Exactly reproduce the lines that follow.

DATA TO USE:
━━━━━━━━━━

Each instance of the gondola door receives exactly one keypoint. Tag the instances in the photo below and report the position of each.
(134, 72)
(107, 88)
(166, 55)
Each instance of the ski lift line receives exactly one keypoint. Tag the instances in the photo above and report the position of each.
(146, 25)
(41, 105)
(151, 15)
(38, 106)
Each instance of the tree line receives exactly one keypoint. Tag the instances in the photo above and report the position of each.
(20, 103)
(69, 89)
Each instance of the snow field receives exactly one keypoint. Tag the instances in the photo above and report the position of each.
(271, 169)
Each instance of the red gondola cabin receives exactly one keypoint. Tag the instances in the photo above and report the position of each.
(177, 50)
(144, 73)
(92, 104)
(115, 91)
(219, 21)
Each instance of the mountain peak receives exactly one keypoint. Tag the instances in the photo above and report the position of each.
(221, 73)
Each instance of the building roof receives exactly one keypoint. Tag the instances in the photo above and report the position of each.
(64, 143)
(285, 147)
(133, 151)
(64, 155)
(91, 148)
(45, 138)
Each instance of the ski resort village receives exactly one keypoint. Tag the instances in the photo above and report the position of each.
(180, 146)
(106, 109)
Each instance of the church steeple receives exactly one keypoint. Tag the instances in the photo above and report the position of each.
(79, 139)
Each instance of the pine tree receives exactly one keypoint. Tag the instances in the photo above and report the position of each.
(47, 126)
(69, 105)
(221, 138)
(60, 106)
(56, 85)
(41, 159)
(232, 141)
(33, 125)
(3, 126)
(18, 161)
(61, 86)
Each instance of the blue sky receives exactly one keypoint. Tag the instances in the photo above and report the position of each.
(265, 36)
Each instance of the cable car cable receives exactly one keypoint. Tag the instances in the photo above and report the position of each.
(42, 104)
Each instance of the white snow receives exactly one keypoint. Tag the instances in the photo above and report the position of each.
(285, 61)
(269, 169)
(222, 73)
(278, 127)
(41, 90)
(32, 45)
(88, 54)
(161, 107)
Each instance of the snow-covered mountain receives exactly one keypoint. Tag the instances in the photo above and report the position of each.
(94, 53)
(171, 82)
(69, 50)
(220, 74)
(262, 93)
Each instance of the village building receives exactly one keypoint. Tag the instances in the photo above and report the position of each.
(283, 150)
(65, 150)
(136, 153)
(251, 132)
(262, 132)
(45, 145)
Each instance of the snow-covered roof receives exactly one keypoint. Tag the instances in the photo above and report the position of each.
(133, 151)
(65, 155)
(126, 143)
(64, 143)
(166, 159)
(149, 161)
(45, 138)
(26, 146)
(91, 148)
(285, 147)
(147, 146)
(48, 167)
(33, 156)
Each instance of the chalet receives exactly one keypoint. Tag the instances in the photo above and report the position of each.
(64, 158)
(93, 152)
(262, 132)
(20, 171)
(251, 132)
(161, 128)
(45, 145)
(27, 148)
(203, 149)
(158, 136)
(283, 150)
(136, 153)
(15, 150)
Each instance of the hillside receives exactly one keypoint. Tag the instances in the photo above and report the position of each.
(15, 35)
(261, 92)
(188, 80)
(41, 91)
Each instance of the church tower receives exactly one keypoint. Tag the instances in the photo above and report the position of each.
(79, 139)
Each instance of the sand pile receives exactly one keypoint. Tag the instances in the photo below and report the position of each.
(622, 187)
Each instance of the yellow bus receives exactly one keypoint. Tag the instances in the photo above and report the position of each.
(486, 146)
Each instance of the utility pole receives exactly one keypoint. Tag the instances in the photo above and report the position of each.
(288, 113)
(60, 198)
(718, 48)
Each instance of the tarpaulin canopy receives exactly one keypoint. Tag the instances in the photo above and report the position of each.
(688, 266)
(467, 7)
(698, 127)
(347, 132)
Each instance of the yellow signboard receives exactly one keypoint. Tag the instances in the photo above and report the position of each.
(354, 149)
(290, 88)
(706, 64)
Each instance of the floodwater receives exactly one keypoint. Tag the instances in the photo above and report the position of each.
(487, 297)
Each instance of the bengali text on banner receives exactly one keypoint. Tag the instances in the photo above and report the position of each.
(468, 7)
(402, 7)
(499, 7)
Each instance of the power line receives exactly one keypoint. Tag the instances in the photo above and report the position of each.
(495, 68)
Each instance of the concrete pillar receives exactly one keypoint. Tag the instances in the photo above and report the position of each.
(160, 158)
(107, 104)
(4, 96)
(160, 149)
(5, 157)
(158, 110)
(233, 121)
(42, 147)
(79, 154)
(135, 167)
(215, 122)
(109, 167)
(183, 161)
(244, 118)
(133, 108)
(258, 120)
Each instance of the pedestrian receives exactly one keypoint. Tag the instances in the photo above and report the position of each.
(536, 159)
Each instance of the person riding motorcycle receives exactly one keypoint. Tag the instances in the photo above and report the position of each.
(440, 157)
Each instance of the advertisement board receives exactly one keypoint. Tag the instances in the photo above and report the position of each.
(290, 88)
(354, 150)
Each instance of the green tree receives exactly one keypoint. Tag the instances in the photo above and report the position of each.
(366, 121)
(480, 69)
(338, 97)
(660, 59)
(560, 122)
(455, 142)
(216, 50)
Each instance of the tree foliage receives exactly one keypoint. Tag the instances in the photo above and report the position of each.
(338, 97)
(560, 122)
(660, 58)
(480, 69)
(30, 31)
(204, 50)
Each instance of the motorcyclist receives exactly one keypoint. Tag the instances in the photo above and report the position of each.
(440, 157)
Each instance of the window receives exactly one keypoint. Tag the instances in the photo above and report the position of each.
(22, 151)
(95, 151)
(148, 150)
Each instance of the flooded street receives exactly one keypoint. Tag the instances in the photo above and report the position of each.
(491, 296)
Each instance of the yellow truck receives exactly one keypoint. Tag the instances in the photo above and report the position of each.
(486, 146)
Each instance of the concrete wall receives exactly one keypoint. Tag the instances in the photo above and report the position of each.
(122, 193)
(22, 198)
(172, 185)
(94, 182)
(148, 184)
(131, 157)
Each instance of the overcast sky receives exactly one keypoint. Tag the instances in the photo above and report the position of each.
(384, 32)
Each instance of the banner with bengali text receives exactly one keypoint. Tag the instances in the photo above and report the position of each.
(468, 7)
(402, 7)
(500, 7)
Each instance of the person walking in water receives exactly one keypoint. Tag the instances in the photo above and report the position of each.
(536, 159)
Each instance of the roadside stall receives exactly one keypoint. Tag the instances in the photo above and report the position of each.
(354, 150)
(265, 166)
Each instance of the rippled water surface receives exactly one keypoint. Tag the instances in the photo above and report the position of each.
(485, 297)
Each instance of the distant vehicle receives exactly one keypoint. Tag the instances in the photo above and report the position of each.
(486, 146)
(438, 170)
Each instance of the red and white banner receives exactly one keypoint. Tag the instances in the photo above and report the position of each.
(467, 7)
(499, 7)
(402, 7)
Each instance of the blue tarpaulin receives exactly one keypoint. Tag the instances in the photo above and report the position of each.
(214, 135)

━━━━━━━━━━

TASK RESULT:
Each instance of the gondola door receives exactly one keypoint. Tag the instances in the photo below and report the position of each.
(134, 72)
(107, 88)
(166, 55)
Each instance of the ski lift line receives exactly one keypoint. Tag the instances in the photo above and report the position of each.
(146, 25)
(41, 105)
(151, 15)
(38, 106)
Each instance of the tree line receives exactly one keypoint. Tag the instances in the photo above and report the position of each.
(20, 103)
(69, 89)
Each instance of the snow field receives exactly one keypoint. Tag the instances in the photo above and report the position of each.
(271, 169)
Each instance of the red gondola cabin receives exactly one keypoint. Tag the instances in the photo above and report the position of each.
(177, 50)
(144, 73)
(92, 104)
(115, 91)
(219, 21)
Each instance of the mountain peak receives exactly one keypoint. Tag the instances in the photo above and report the position of each.
(221, 73)
Each instance of the building roof receives exactly one keypoint. Tag the instances in the photo above and report the position of each.
(64, 143)
(285, 147)
(133, 151)
(64, 155)
(91, 148)
(45, 138)
Each instance of the ski resort village receives exactly one keypoint. Tag the instances in the photo above and report the position of each.
(180, 146)
(106, 109)
Each instance of the church steeple receives exactly one keypoint. Tag the instances in the photo above and report the position of each.
(79, 139)
Each instance of the pine tree receives exactly one keypoint. Tag the instances in the photo above and report the position of each.
(47, 126)
(69, 105)
(221, 138)
(60, 106)
(56, 85)
(41, 159)
(232, 141)
(33, 125)
(3, 126)
(18, 161)
(61, 86)
Each instance of the blue sky receives exactly one keypoint. Tag the instances in the photo above and report the position of each.
(265, 36)
Each instance of the cable car cable receives exactly one keypoint. Tag the instances in the photo above and report the position of each.
(42, 104)
Each instance of the white snow receives exactly one keypoint. Tag the instances in the photo above and report the position of each.
(285, 61)
(269, 169)
(222, 73)
(278, 127)
(41, 90)
(32, 45)
(88, 54)
(161, 107)
Each instance of the snow-covered mountain receives exactly one keypoint. Tag the instances in the photo above and report the position of each.
(94, 53)
(171, 82)
(69, 50)
(220, 74)
(262, 93)
Each instance of the village building receives exactly one keypoint. Tag the instances in the photo above and report the position of each.
(283, 150)
(65, 150)
(136, 153)
(251, 132)
(262, 132)
(45, 145)
Each instance of the snow-covered roof receives exactly one keypoint. Tag the instances in the photo above and report the position of each.
(133, 151)
(65, 155)
(126, 143)
(64, 143)
(166, 159)
(149, 161)
(45, 138)
(26, 146)
(91, 148)
(285, 147)
(147, 146)
(48, 167)
(33, 156)
Each instance of the chalet receives exactly one keypoint. Tag the instances in the photo above and report the position of each.
(64, 158)
(93, 152)
(262, 132)
(20, 171)
(251, 132)
(161, 128)
(45, 145)
(27, 148)
(203, 149)
(158, 136)
(283, 150)
(136, 153)
(15, 150)
Each instance of the hillside receives exactly one keypoint. Tag the instances in the photo above and report the position of each.
(15, 35)
(261, 92)
(188, 80)
(41, 91)
Each instance of the church tower receives exactly one keypoint. Tag the instances in the photo above and report the position of each.
(79, 139)
Each instance of the sand pile receives exactly one keypoint. Tag the instances in the photo below and report the position of each.
(622, 187)
Each instance of the yellow bus receives exactly one keypoint. Tag the instances in the photo above and report the position of each.
(486, 146)
Each instance of the utility pole receives exactly one keypoint. Tag the instances in the photo above and report the position of each.
(288, 113)
(60, 198)
(718, 48)
Each instance of the tarpaulin canopy receives exactly one keypoint. Tag the instances in the photo above and report the position of each.
(688, 266)
(467, 7)
(698, 127)
(347, 132)
Each instance of the yellow signboard receives exactly one keypoint. Tag the instances in the photo above and report the position of each.
(354, 149)
(290, 88)
(706, 64)
Each instance of the floodwater receives exactly one keypoint. Tag the instances in the photo above and report the position of each.
(487, 297)
Each instance of the bengali text on banner receives exactly one keypoint. Tag the instances in the photo above and report the position of each.
(468, 7)
(402, 7)
(499, 7)
Each instance of the power line receives exactly one keypoint. Tag the instances in the photo above and report the position of each.
(495, 68)
Each instance of the concrete pillar receives exactly one keypoint. Tag the instances in the photo above and report the position of each.
(160, 158)
(107, 104)
(4, 96)
(160, 149)
(5, 157)
(158, 110)
(233, 121)
(42, 147)
(79, 154)
(135, 167)
(215, 122)
(109, 167)
(183, 161)
(244, 118)
(133, 108)
(258, 120)
Each instance of the pedestrian receives exactly one keypoint. Tag the instances in the photo above and report the position of each.
(536, 159)
Each instance of the person riding motorcycle receives exactly one keypoint. Tag the instances in the photo above and report the position of each.
(440, 157)
Each instance of the advertisement board receives exactly one keypoint. Tag the instances in the photo above and report the position of each.
(290, 88)
(354, 150)
Each instance of the green tree receives exactly one keypoint. Tag the instances in the photo above and report the position of each.
(366, 121)
(480, 69)
(338, 97)
(660, 59)
(560, 122)
(455, 142)
(216, 50)
Each instance of the tree foliage receives exactly one keypoint. Tag the instances in the photo above and report the position of each.
(338, 97)
(560, 122)
(660, 58)
(480, 69)
(30, 31)
(204, 50)
Each instance of the motorcyclist receives exactly one keypoint. Tag the instances in the photo above and report the position of each.
(440, 157)
Each instance of the window receives exactly one keypoint. Tag the instances in the photo above and report the position of each.
(22, 151)
(95, 151)
(148, 150)
Each instance of the flooded street receives exactly one keypoint. Tag the instances in the photo above and report the position of each.
(491, 296)
Each instance of the yellow truck receives exactly one keypoint. Tag the instances in the photo above and report the position of each.
(486, 146)
Each instance of the concrete wall receives exactly one keypoint. Tag the instances in the photo above and report the position of each.
(122, 193)
(22, 198)
(172, 185)
(94, 182)
(148, 184)
(131, 157)
Each instance of the overcast sky receives exactly one keypoint. Tag the instances in the photo above and report the position of each.
(384, 32)
Each instance of the banner with bengali text receives exactly one keypoint. Tag the instances in the photo above and report the position of each.
(468, 7)
(402, 7)
(500, 7)
Each instance of the person walking in water receives exactly one keypoint. Tag the instances in the photo above and report the position of each.
(536, 159)
Each instance of the roadside stall receives exactly one keypoint. Tag the instances in the photo above and report the position of each.
(354, 150)
(265, 166)
Each instance of the rippled water surface receives exactly one keypoint. Tag the instances in the photo above and report the position of each.
(485, 297)
Each instance of the distant vehicle receives exactly one keypoint. Tag the instances in the photo above and report the position of each.
(486, 146)
(438, 170)
Each instance of the red and white banner receives exactly one keypoint. Tag the instances in the photo above and report the position of each.
(467, 7)
(499, 7)
(402, 7)
Each instance of the blue tarpaulin receives exactly one keypoint. Tag the instances in the photo above and report the position of each.
(214, 135)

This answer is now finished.